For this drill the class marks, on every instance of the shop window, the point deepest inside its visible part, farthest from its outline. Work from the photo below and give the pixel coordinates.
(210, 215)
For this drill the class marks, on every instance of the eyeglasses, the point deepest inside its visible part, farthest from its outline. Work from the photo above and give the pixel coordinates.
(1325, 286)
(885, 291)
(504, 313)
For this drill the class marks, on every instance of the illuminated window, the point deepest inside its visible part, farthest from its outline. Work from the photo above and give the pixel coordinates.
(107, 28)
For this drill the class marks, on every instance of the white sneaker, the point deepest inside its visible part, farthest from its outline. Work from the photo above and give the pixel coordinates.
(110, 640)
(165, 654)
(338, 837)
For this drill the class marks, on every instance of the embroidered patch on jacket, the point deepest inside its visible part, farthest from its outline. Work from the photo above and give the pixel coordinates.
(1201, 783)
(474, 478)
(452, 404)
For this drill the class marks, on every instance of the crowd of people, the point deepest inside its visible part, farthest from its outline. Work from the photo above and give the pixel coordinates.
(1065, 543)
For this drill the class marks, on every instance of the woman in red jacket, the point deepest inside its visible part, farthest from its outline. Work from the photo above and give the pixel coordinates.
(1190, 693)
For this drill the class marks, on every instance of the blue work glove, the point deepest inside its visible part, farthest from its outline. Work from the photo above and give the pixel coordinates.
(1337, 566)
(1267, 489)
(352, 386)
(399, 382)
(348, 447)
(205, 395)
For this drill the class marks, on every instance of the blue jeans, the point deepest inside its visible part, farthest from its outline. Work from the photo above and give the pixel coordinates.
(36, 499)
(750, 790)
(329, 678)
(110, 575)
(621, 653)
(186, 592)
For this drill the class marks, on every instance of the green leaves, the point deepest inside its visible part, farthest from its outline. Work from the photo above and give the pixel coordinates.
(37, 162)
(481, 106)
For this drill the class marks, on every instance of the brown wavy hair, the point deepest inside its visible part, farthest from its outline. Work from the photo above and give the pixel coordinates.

********************

### TASK TO CARRY OUT
Write out, word for word, the lines of the data above, beginning with the line that contains "the eyeglasses, the" and continuing through the line that contains "(1065, 543)", with both of those lines included.

### ANSWER TO THIS PROBLEM
For this drill the class marks, on every instance of the eyeglasses, the point deepest inside its visible part, farthest from its outline. Work from the photo above and give the pixel coordinates.
(1325, 286)
(885, 291)
(504, 313)
For this drill the class marks, on every instance of the illuminated window, the point deepest inside its visible part, farthest from its outline. Work from the photo above and give the pixel coordinates.
(107, 28)
For this drill the class marks, on every instance of the white sneaker, the point deepest inside its visible part, farthest from its outline. Work from the photo above and give the pixel coordinates.
(110, 640)
(165, 654)
(338, 837)
For this drill the class marks, on every instance of the embroidered patch on jacket, the point deepest inside its visible part, farthest from its outline. Work from the photo above and give the pixel coordinates.
(1201, 783)
(474, 478)
(452, 404)
For this drill the class marks, on every instance of the crowd of people, the point deepest inside its visible part, farthest from its outline. Work from the photo above and give the pixel coordinates.
(1065, 543)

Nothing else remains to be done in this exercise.